* start Records for processing *
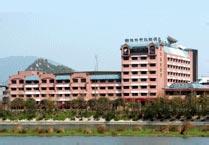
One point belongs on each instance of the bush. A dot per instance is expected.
(87, 131)
(137, 128)
(185, 127)
(101, 129)
(205, 128)
(60, 130)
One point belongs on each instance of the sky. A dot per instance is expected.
(73, 32)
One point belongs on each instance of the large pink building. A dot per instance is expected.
(148, 66)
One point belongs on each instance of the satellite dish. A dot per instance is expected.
(171, 40)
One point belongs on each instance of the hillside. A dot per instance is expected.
(10, 65)
(44, 65)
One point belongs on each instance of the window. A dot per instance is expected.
(125, 87)
(13, 89)
(152, 57)
(134, 65)
(143, 65)
(152, 72)
(110, 88)
(152, 87)
(125, 73)
(43, 88)
(143, 58)
(51, 88)
(134, 80)
(134, 87)
(125, 58)
(143, 87)
(134, 58)
(118, 87)
(21, 81)
(143, 72)
(75, 80)
(14, 81)
(83, 80)
(134, 72)
(143, 94)
(126, 65)
(126, 94)
(152, 64)
(143, 80)
(102, 88)
(152, 94)
(44, 81)
(152, 79)
(126, 80)
(134, 94)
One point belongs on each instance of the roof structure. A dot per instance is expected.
(32, 78)
(62, 77)
(105, 77)
(194, 85)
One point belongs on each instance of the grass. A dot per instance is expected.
(104, 131)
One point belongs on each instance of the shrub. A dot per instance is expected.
(19, 129)
(87, 131)
(175, 128)
(137, 128)
(40, 130)
(163, 129)
(185, 127)
(205, 128)
(101, 129)
(50, 130)
(60, 130)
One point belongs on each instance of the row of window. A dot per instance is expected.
(177, 81)
(139, 94)
(141, 72)
(47, 81)
(104, 88)
(178, 60)
(138, 80)
(141, 87)
(50, 88)
(178, 74)
(178, 67)
(138, 58)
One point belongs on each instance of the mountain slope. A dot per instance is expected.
(44, 65)
(10, 65)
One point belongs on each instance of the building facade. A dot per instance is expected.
(151, 64)
(64, 87)
(148, 65)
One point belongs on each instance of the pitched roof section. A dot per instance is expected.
(105, 77)
(187, 86)
(32, 78)
(63, 77)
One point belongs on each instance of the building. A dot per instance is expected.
(204, 81)
(151, 64)
(148, 65)
(184, 90)
(64, 87)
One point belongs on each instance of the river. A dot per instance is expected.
(103, 141)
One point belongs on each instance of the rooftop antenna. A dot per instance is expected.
(96, 63)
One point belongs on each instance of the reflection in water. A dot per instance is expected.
(103, 141)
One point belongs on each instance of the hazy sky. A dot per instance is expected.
(72, 32)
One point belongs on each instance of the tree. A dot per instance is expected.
(30, 108)
(18, 103)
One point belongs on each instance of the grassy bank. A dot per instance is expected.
(186, 130)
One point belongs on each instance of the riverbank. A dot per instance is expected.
(184, 130)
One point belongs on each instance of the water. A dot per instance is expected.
(103, 141)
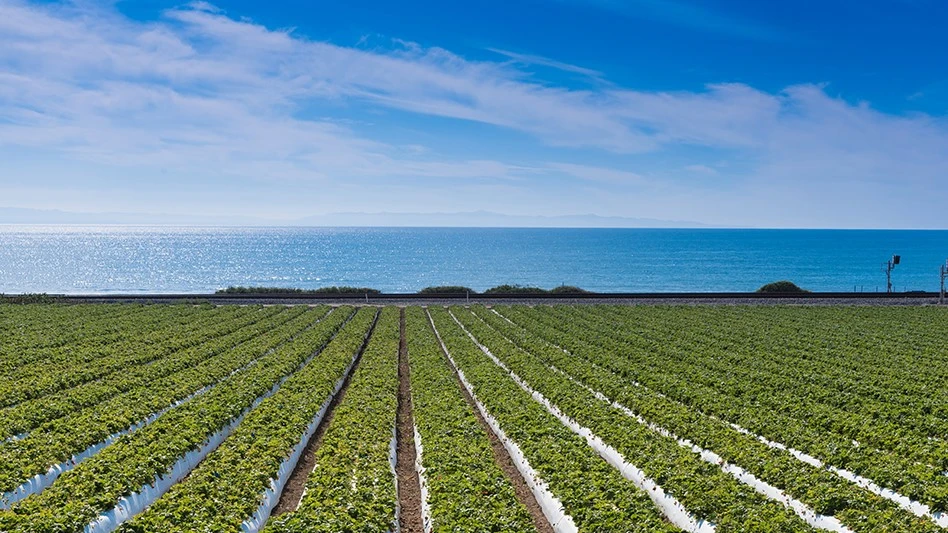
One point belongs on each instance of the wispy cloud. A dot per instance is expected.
(688, 14)
(201, 91)
(529, 59)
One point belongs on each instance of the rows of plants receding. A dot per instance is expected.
(594, 496)
(137, 460)
(813, 362)
(692, 372)
(84, 363)
(599, 369)
(225, 490)
(59, 440)
(466, 490)
(352, 487)
(181, 355)
(650, 419)
(86, 340)
(31, 329)
(703, 489)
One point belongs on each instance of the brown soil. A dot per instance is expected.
(503, 460)
(293, 491)
(409, 485)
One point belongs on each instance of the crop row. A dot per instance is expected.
(467, 491)
(226, 489)
(352, 487)
(87, 364)
(30, 414)
(684, 376)
(594, 496)
(702, 488)
(57, 441)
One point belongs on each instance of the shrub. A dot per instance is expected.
(447, 289)
(568, 289)
(784, 287)
(288, 290)
(514, 289)
(27, 298)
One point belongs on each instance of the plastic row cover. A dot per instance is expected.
(423, 482)
(272, 495)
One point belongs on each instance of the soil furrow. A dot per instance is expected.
(409, 484)
(292, 493)
(503, 460)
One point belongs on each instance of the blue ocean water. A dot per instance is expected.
(122, 259)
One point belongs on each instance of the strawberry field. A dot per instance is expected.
(168, 418)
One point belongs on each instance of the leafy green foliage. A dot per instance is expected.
(240, 470)
(136, 459)
(352, 487)
(593, 493)
(447, 289)
(467, 490)
(344, 289)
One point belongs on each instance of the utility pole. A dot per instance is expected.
(888, 267)
(944, 274)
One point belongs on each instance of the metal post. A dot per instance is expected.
* end Records for processing *
- **What to work on**
Write out the rows above as a numbered list, skipping any blank lines and leaving the pictures out.

- **Finished task**
1. One point belongs on each instance of the bush. A dot per instance is expected.
2. (87, 131)
3. (137, 128)
4. (185, 127)
5. (101, 129)
6. (205, 128)
7. (60, 130)
8. One point belongs on each instance of the sky. A dot per instance is expected.
9. (73, 32)
10. One point belongs on each instance of the large pink building. A dot per instance is expected.
11. (148, 66)
12. One point belongs on each instance of the satellite dish. A dot per instance is expected.
13. (171, 40)
14. One point belongs on each instance of the hillside. A dot per instance is expected.
15. (10, 65)
16. (44, 65)
17. One point belongs on each instance of the window. A dot per instance is expected.
18. (125, 87)
19. (13, 89)
20. (152, 57)
21. (134, 65)
22. (143, 65)
23. (152, 72)
24. (110, 88)
25. (152, 87)
26. (125, 73)
27. (43, 88)
28. (143, 58)
29. (51, 88)
30. (134, 80)
31. (134, 87)
32. (125, 58)
33. (143, 87)
34. (134, 58)
35. (118, 87)
36. (21, 81)
37. (143, 72)
38. (75, 80)
39. (14, 81)
40. (83, 80)
41. (134, 72)
42. (143, 94)
43. (126, 65)
44. (126, 94)
45. (152, 64)
46. (143, 80)
47. (102, 88)
48. (152, 94)
49. (44, 81)
50. (152, 79)
51. (126, 80)
52. (134, 94)
53. One point belongs on each instance of the roof structure. A dot per instance is expected.
54. (32, 78)
55. (62, 77)
56. (105, 77)
57. (194, 85)
58. One point belongs on each instance of the grass. A dot per instance is expected.
59. (104, 131)
60. One point belongs on each instance of the shrub. A dot per instance is expected.
61. (19, 129)
62. (87, 131)
63. (175, 128)
64. (137, 128)
65. (40, 130)
66. (163, 129)
67. (185, 127)
68. (205, 128)
69. (101, 129)
70. (50, 130)
71. (60, 130)
72. One point belongs on each instance of the row of window. A dot per instance is expected.
73. (177, 81)
74. (139, 94)
75. (141, 72)
76. (47, 81)
77. (104, 88)
78. (178, 60)
79. (138, 80)
80. (141, 87)
81. (50, 88)
82. (178, 74)
83. (178, 67)
84. (138, 58)
85. One point belongs on each instance of the mountain slope. A dot per instance is expected.
86. (44, 65)
87. (10, 65)
88. One point belongs on each instance of the building facade. A dot per instance is expected.
89. (151, 64)
90. (64, 87)
91. (148, 65)
92. One point belongs on each instance of the pitched roof section. A dot per instance is expected.
93. (105, 77)
94. (187, 86)
95. (32, 78)
96. (63, 77)
97. One point belongs on each instance of the building. A dot per instance is expected.
98. (204, 81)
99. (151, 64)
100. (148, 65)
101. (184, 90)
102. (64, 87)
103. One point belongs on each instance of the river. A dot per instance is expected.
104. (103, 141)
105. One point belongs on each instance of the rooftop antenna. A dot per instance is expected.
106. (96, 63)
107. One point belongs on each instance of the reflection in water. A dot per instance is expected.
108. (103, 141)
109. One point belongs on each instance of the hazy sky. A dot per instance is expected.
110. (72, 32)
111. One point belongs on each instance of the tree. A dot per instance is expected.
112. (30, 108)
113. (18, 103)
114. One point belongs on each instance of the grassy bank. A dot per instance is expected.
115. (186, 130)
116. One point belongs on each instance of the riverbank. A dot per instance is expected.
117. (184, 130)
118. One point belongs on each instance of the water. A dot per instance is expected.
119. (103, 141)
120. One point belongs on each instance of the wispy cloud. A dot per instance is expected.
121. (688, 14)
122. (201, 91)
123. (529, 59)
124. One point belongs on each instance of the rows of plants receding. A dot per instance is expected.
125. (594, 496)
126. (137, 460)
127. (813, 362)
128. (692, 372)
129. (84, 363)
130. (599, 369)
131. (225, 490)
132. (59, 440)
133. (466, 490)
134. (352, 487)
135. (181, 355)
136. (650, 419)
137. (86, 340)
138. (31, 329)
139. (703, 489)
140. One point belongs on each instance of the brown soil. A dot per instance is expected.
141. (503, 460)
142. (293, 491)
143. (409, 485)
144. One point belongs on each instance of the crop row. A dot per instance is expected.
145. (467, 491)
146. (226, 489)
147. (352, 487)
148. (87, 364)
149. (30, 414)
150. (684, 376)
151. (594, 496)
152. (702, 488)
153. (57, 441)
154. One point belongs on each instance of the shrub. A dot per instance is expected.
155. (447, 289)
156. (568, 289)
157. (784, 287)
158. (288, 290)
159. (514, 289)
160. (27, 298)
161. One point belongs on each instance of the plastic row cover. A dot per instance is expected.
162. (423, 482)
163. (272, 495)
164. One point belongs on each instance of the soil furrow. A dot per instance is expected.
165. (409, 484)
166. (292, 493)
167. (503, 460)
168. One point belongs on each instance of the blue ocean water. A dot per instance is expected.
169. (122, 259)
170. One point belongs on each instance of the strawberry field. A dot per instance is expected.
171. (168, 418)
172. One point belongs on each instance of the leafy green foliage. A dot per instance is expected.
173. (240, 470)
174. (136, 459)
175. (352, 487)
176. (593, 493)
177. (447, 289)
178. (467, 490)
179. (344, 289)
180. One point belongs on each instance of the utility pole. A dot per instance is expected.
181. (888, 267)
182. (944, 274)
183. One point belongs on each instance of the metal post. A dot per instance is expected.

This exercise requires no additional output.